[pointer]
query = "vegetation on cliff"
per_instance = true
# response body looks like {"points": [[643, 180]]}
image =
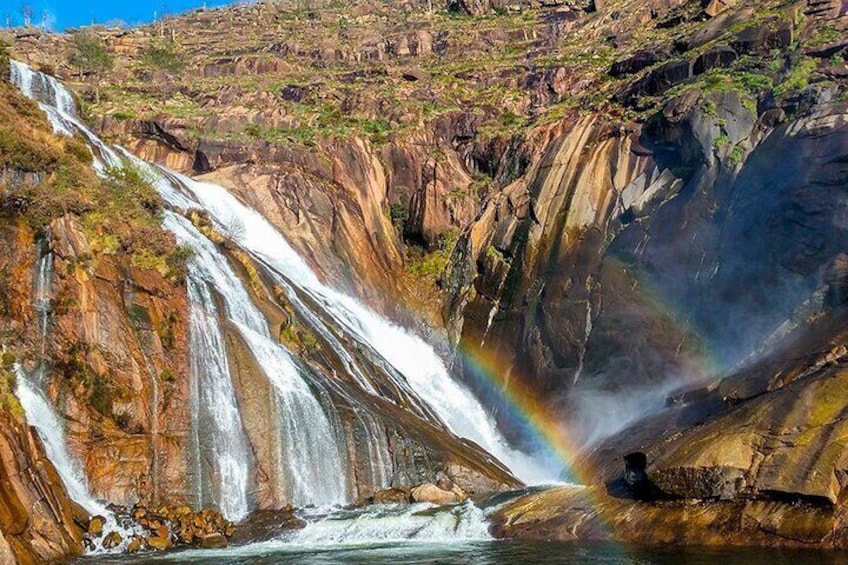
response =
{"points": [[46, 176]]}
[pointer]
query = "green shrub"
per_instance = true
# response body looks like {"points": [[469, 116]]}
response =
{"points": [[398, 214], [88, 54], [165, 56]]}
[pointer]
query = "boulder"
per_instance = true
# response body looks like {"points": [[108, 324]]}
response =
{"points": [[213, 541], [719, 57], [716, 7], [112, 540], [159, 543], [429, 492], [136, 544], [95, 526], [636, 62], [763, 37], [391, 496]]}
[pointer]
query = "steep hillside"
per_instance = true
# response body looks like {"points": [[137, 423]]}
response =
{"points": [[615, 203]]}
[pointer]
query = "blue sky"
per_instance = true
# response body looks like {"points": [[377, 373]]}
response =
{"points": [[63, 14]]}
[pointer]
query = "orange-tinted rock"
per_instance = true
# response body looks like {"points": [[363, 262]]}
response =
{"points": [[159, 543], [213, 541], [112, 540], [95, 526]]}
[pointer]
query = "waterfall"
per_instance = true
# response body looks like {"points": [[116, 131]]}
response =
{"points": [[421, 370], [310, 447], [308, 441], [393, 523], [214, 409], [41, 415]]}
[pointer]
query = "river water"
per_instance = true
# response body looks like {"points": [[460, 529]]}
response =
{"points": [[485, 553]]}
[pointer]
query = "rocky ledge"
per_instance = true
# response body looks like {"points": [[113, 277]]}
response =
{"points": [[142, 528], [592, 513]]}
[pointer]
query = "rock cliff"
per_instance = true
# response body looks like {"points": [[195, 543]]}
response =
{"points": [[638, 208]]}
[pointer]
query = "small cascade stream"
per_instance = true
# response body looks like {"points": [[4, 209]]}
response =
{"points": [[308, 444], [311, 446], [32, 393]]}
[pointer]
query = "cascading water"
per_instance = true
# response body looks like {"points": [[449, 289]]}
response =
{"points": [[308, 442], [40, 413], [309, 445], [423, 372], [214, 409]]}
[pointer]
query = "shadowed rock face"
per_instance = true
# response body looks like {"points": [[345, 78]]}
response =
{"points": [[613, 270], [607, 258]]}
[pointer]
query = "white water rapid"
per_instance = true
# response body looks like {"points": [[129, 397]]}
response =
{"points": [[311, 448]]}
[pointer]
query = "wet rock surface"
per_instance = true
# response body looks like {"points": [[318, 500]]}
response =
{"points": [[158, 529]]}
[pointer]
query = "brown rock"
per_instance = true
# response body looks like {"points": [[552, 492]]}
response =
{"points": [[391, 496], [112, 540], [95, 526], [136, 544], [429, 492], [163, 531], [159, 543], [214, 541], [716, 7]]}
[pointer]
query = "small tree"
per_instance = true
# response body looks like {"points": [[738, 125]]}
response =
{"points": [[4, 61], [89, 56], [26, 12]]}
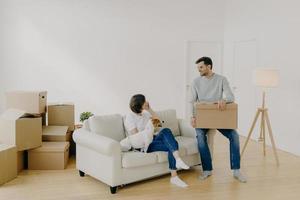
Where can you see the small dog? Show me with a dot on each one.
(142, 139)
(157, 124)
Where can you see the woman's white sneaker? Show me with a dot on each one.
(178, 182)
(180, 164)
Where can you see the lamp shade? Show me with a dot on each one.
(266, 77)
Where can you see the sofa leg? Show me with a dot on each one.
(81, 173)
(113, 190)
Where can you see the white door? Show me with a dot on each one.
(193, 51)
(245, 61)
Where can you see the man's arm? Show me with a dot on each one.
(192, 99)
(229, 97)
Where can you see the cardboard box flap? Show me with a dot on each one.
(5, 146)
(52, 147)
(55, 130)
(203, 106)
(61, 104)
(12, 114)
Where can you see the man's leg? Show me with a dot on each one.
(204, 152)
(235, 158)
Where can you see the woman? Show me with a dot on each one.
(136, 122)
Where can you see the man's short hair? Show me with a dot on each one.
(136, 103)
(206, 60)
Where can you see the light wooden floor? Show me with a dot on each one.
(265, 181)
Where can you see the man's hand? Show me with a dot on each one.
(193, 122)
(222, 105)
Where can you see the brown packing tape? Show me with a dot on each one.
(214, 106)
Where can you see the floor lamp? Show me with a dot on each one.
(264, 78)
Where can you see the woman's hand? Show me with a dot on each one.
(146, 106)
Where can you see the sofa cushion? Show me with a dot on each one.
(163, 156)
(169, 119)
(137, 159)
(189, 143)
(108, 125)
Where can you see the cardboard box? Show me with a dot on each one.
(8, 163)
(21, 130)
(50, 156)
(33, 102)
(61, 115)
(22, 161)
(72, 146)
(209, 116)
(56, 133)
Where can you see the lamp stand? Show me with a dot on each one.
(264, 120)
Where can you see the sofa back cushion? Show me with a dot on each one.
(169, 119)
(108, 125)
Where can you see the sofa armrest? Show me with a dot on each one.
(99, 143)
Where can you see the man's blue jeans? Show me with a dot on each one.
(205, 155)
(165, 141)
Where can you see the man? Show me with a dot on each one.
(213, 88)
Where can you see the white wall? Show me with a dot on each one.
(99, 53)
(275, 25)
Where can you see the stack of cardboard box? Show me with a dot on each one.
(20, 129)
(27, 139)
(57, 135)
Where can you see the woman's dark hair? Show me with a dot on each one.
(136, 103)
(206, 60)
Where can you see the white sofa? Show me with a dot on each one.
(98, 151)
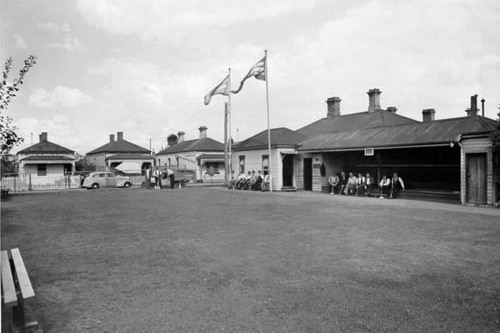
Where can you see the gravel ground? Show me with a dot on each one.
(215, 260)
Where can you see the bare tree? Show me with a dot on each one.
(8, 90)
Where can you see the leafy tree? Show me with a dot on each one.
(8, 90)
(84, 165)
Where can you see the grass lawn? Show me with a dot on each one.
(215, 260)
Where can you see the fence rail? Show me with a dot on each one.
(30, 182)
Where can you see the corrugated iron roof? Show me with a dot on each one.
(119, 146)
(203, 144)
(280, 137)
(47, 158)
(354, 121)
(130, 156)
(414, 134)
(46, 147)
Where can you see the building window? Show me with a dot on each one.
(213, 165)
(242, 164)
(265, 163)
(42, 170)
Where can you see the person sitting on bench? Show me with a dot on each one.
(360, 185)
(334, 183)
(369, 184)
(351, 184)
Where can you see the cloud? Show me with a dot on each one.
(152, 19)
(418, 57)
(60, 97)
(54, 27)
(20, 42)
(71, 44)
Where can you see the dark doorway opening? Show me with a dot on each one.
(308, 174)
(288, 171)
(476, 179)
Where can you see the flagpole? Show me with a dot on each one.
(230, 156)
(268, 126)
(225, 144)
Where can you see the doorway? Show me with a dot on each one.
(476, 179)
(308, 174)
(288, 171)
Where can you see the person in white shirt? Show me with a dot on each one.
(385, 186)
(351, 184)
(333, 180)
(396, 185)
(369, 184)
(360, 185)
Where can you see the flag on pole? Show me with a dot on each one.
(221, 89)
(258, 71)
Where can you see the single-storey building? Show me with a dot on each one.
(203, 156)
(117, 152)
(46, 158)
(430, 155)
(252, 154)
(454, 159)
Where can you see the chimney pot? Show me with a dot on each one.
(333, 107)
(203, 132)
(374, 100)
(43, 137)
(428, 115)
(392, 109)
(180, 136)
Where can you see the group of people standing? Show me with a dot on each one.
(255, 181)
(364, 185)
(154, 177)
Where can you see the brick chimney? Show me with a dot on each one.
(203, 132)
(428, 115)
(392, 109)
(333, 106)
(472, 111)
(374, 100)
(180, 136)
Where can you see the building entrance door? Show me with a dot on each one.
(476, 179)
(288, 171)
(308, 174)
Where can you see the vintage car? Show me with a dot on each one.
(96, 180)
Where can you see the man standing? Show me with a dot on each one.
(396, 185)
(369, 184)
(334, 183)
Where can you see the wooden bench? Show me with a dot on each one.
(16, 289)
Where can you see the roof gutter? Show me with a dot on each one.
(443, 144)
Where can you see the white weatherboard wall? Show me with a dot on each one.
(253, 162)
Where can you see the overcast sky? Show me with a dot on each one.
(143, 67)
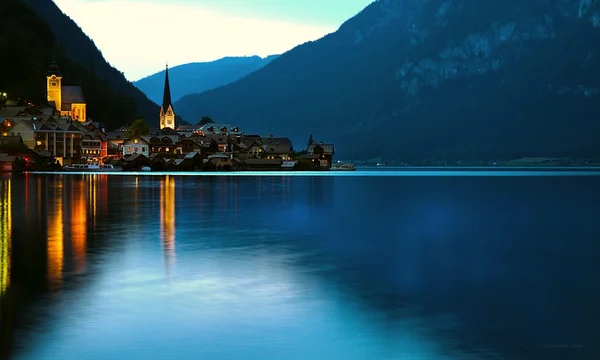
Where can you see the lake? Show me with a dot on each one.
(365, 265)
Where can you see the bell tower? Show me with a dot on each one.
(54, 85)
(167, 114)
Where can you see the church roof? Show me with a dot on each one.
(72, 94)
(53, 69)
(167, 92)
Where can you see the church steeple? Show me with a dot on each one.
(167, 114)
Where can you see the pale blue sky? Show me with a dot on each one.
(132, 33)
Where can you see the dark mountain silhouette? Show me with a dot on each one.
(79, 48)
(201, 76)
(417, 79)
(29, 45)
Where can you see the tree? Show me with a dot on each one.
(205, 120)
(138, 128)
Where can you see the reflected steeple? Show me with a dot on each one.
(55, 243)
(79, 221)
(167, 218)
(5, 234)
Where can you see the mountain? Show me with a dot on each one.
(79, 48)
(29, 45)
(414, 80)
(201, 76)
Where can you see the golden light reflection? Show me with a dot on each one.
(167, 217)
(5, 234)
(91, 193)
(56, 237)
(79, 222)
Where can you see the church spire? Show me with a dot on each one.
(167, 115)
(167, 91)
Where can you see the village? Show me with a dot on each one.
(59, 134)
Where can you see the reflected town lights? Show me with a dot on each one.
(79, 223)
(55, 246)
(167, 217)
(5, 234)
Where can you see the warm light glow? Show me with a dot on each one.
(79, 223)
(5, 234)
(167, 217)
(56, 238)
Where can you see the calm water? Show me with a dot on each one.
(295, 267)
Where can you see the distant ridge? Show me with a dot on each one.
(194, 78)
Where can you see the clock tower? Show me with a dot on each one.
(167, 115)
(54, 85)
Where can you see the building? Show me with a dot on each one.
(167, 114)
(58, 138)
(278, 148)
(220, 129)
(322, 153)
(94, 145)
(67, 100)
(136, 145)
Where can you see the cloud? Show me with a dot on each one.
(139, 37)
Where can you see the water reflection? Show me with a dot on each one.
(79, 218)
(55, 243)
(310, 270)
(167, 218)
(5, 233)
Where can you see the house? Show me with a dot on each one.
(220, 129)
(219, 162)
(6, 162)
(202, 144)
(247, 146)
(221, 140)
(136, 145)
(61, 138)
(67, 100)
(164, 144)
(278, 148)
(134, 162)
(323, 153)
(189, 130)
(94, 145)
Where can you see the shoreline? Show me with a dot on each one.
(360, 172)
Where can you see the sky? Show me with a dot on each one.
(139, 37)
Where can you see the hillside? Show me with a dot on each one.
(408, 79)
(30, 45)
(198, 77)
(79, 48)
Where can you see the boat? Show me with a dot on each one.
(343, 167)
(92, 168)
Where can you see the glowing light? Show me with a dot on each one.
(79, 224)
(167, 217)
(55, 243)
(5, 234)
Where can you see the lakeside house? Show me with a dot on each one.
(62, 131)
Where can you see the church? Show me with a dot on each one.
(67, 100)
(167, 114)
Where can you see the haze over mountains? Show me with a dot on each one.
(403, 79)
(201, 76)
(439, 78)
(81, 50)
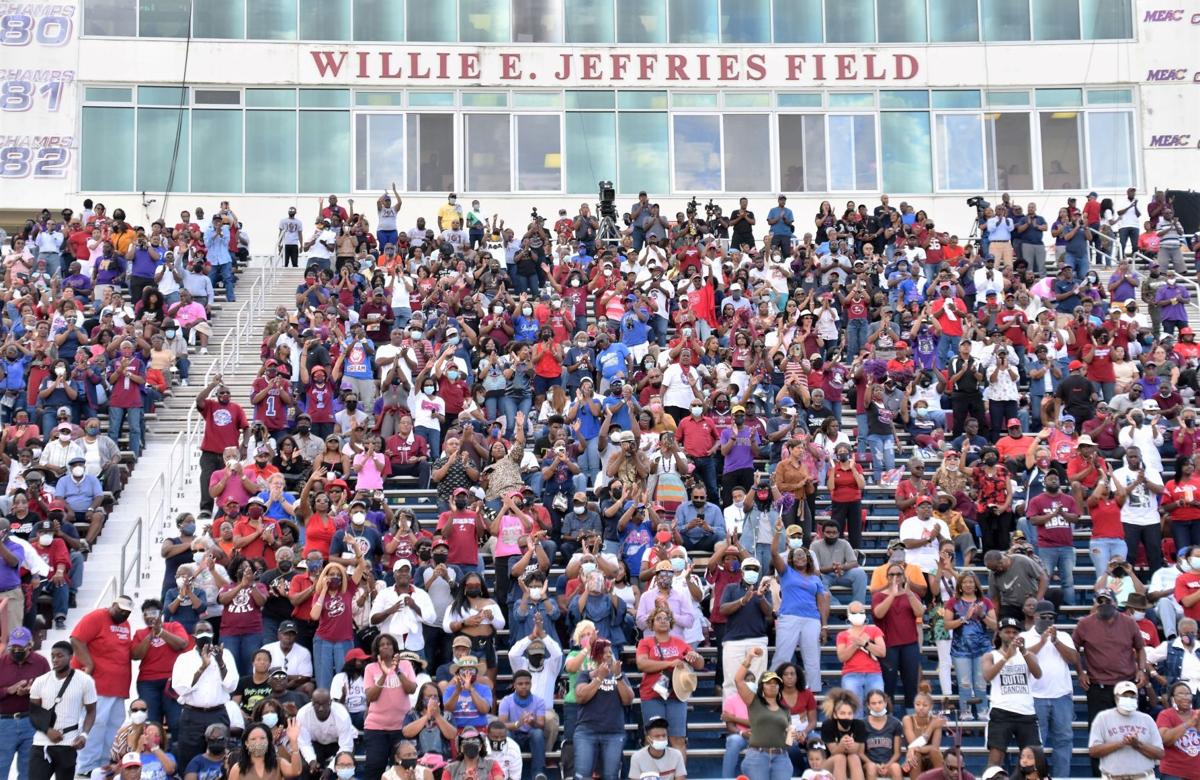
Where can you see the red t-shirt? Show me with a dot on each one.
(160, 659)
(111, 647)
(222, 426)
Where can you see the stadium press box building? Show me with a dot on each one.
(159, 106)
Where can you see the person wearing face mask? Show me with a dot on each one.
(1123, 742)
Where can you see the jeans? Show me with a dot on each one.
(1063, 561)
(1102, 550)
(1054, 721)
(117, 415)
(109, 717)
(971, 684)
(856, 579)
(16, 737)
(591, 745)
(795, 631)
(327, 659)
(223, 273)
(861, 684)
(765, 766)
(883, 454)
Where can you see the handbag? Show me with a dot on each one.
(43, 718)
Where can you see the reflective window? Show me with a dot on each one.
(271, 151)
(324, 19)
(216, 157)
(111, 17)
(747, 153)
(106, 149)
(271, 19)
(431, 22)
(643, 153)
(159, 132)
(379, 151)
(1055, 19)
(539, 153)
(694, 21)
(797, 21)
(850, 21)
(1105, 19)
(163, 18)
(852, 157)
(591, 150)
(696, 145)
(953, 21)
(1061, 150)
(220, 19)
(960, 159)
(1009, 150)
(537, 21)
(484, 21)
(430, 147)
(907, 153)
(901, 21)
(1110, 149)
(1006, 19)
(378, 21)
(745, 21)
(641, 22)
(589, 22)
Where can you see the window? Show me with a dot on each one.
(163, 18)
(537, 21)
(161, 131)
(106, 149)
(216, 156)
(324, 19)
(589, 22)
(747, 153)
(903, 22)
(694, 21)
(745, 21)
(907, 155)
(1009, 150)
(852, 159)
(111, 17)
(378, 21)
(850, 22)
(539, 153)
(641, 22)
(1061, 150)
(271, 19)
(1107, 19)
(1055, 19)
(1006, 19)
(960, 160)
(953, 21)
(270, 151)
(483, 21)
(591, 150)
(643, 153)
(430, 153)
(1110, 150)
(220, 19)
(797, 21)
(432, 22)
(802, 165)
(324, 151)
(697, 153)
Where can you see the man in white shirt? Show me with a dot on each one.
(403, 610)
(1056, 655)
(325, 730)
(203, 679)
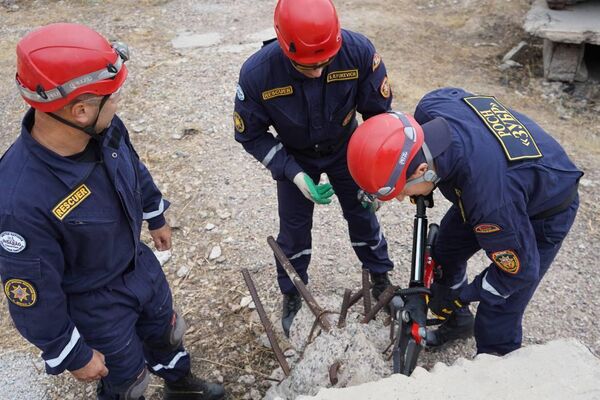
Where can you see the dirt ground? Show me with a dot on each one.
(223, 197)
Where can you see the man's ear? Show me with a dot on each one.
(421, 169)
(81, 112)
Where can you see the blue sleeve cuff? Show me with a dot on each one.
(157, 222)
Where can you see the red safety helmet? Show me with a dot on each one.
(308, 31)
(58, 62)
(380, 152)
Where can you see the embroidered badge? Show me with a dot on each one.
(376, 61)
(461, 207)
(385, 89)
(507, 260)
(238, 122)
(487, 228)
(12, 242)
(348, 117)
(515, 139)
(277, 92)
(20, 292)
(240, 93)
(347, 75)
(72, 201)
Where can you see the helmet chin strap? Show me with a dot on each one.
(90, 129)
(429, 175)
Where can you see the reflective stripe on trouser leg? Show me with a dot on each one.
(455, 244)
(498, 329)
(295, 224)
(165, 359)
(366, 237)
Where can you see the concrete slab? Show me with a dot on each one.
(561, 369)
(578, 23)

◆ **Required work**
Scan the listing for the word "cliff". Copy every line in which it appears.

◆ **Expected answer**
query = "vegetation on cliff"
query = "rock cliff"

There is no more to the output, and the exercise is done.